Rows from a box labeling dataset
-- Begin --
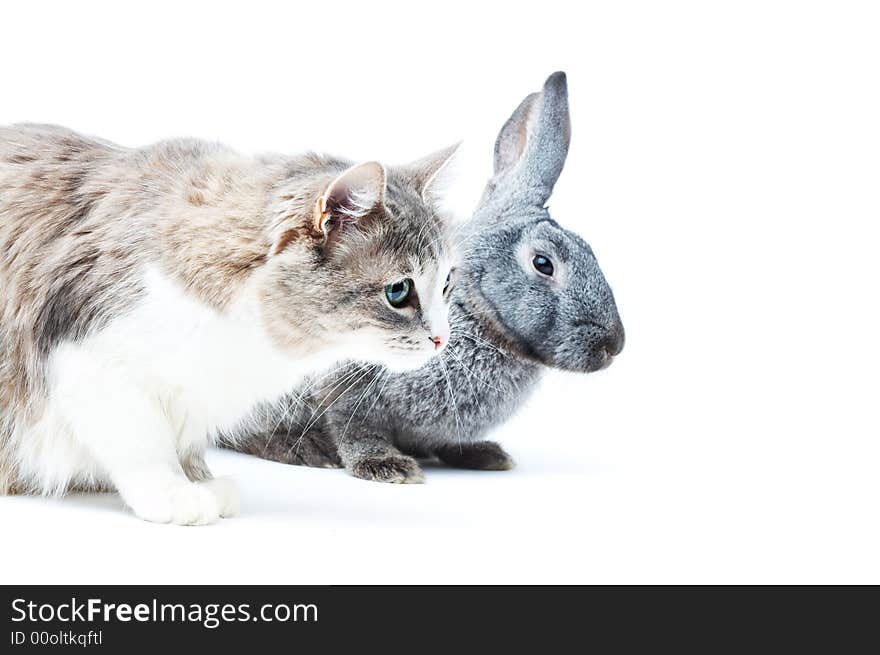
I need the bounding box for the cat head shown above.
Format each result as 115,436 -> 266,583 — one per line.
263,147 -> 455,370
461,73 -> 624,372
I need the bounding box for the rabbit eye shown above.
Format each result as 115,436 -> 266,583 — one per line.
532,255 -> 553,277
385,278 -> 413,308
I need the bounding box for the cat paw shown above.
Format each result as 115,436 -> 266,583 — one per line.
125,480 -> 228,525
199,478 -> 241,519
350,455 -> 425,484
437,441 -> 515,471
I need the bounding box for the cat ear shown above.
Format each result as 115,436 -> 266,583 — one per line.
495,72 -> 571,203
314,161 -> 385,239
402,142 -> 461,204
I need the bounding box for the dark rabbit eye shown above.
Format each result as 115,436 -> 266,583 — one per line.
532,255 -> 553,277
385,278 -> 412,307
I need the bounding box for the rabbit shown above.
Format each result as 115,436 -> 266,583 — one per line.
227,72 -> 624,483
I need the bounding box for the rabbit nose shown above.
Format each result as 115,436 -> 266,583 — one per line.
602,321 -> 626,357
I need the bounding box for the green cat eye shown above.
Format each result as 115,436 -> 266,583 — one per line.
-- End --
### Requirement
Rewrite every line of the material above as a numbered list, skipping any blank lines. Leave the pictures out.

### Solution to this exercise
1. I need the bounding box for the cat head shown above.
2. Format each result as 115,436 -> 266,583 — one per line.
3. 263,147 -> 455,370
4. 461,73 -> 624,372
5. I need the bounding box for the rabbit eye shown above.
6. Format each result as 115,436 -> 266,583 — one per line.
7. 532,255 -> 553,277
8. 385,278 -> 413,308
9. I need the bounding box for the cat paw shown above.
10. Format each result as 115,436 -> 266,583 — one per line.
11. 125,480 -> 228,525
12. 199,478 -> 241,519
13. 350,455 -> 425,484
14. 437,441 -> 515,471
15. I need the bounding box for the cat ear shown above.
16. Format each result as 115,436 -> 266,583 — one per line.
17. 495,72 -> 571,203
18. 314,161 -> 385,239
19. 402,142 -> 461,204
20. I need the bounding box for the dark rabbit eye shown above.
21. Format each result as 115,436 -> 266,583 — one per line.
22. 532,255 -> 553,277
23. 385,278 -> 412,307
24. I need the bounding box for the rabbit shown above.
25. Format each result as 115,436 -> 266,583 — one per line.
26. 227,72 -> 624,483
27. I need the bounding box for the rabbit nose shown above.
28. Format each result as 115,436 -> 266,583 — one per line.
29. 602,321 -> 626,357
30. I need the bounding box for the green cat eye shown above.
31. Format each result as 115,436 -> 266,583 — one per line.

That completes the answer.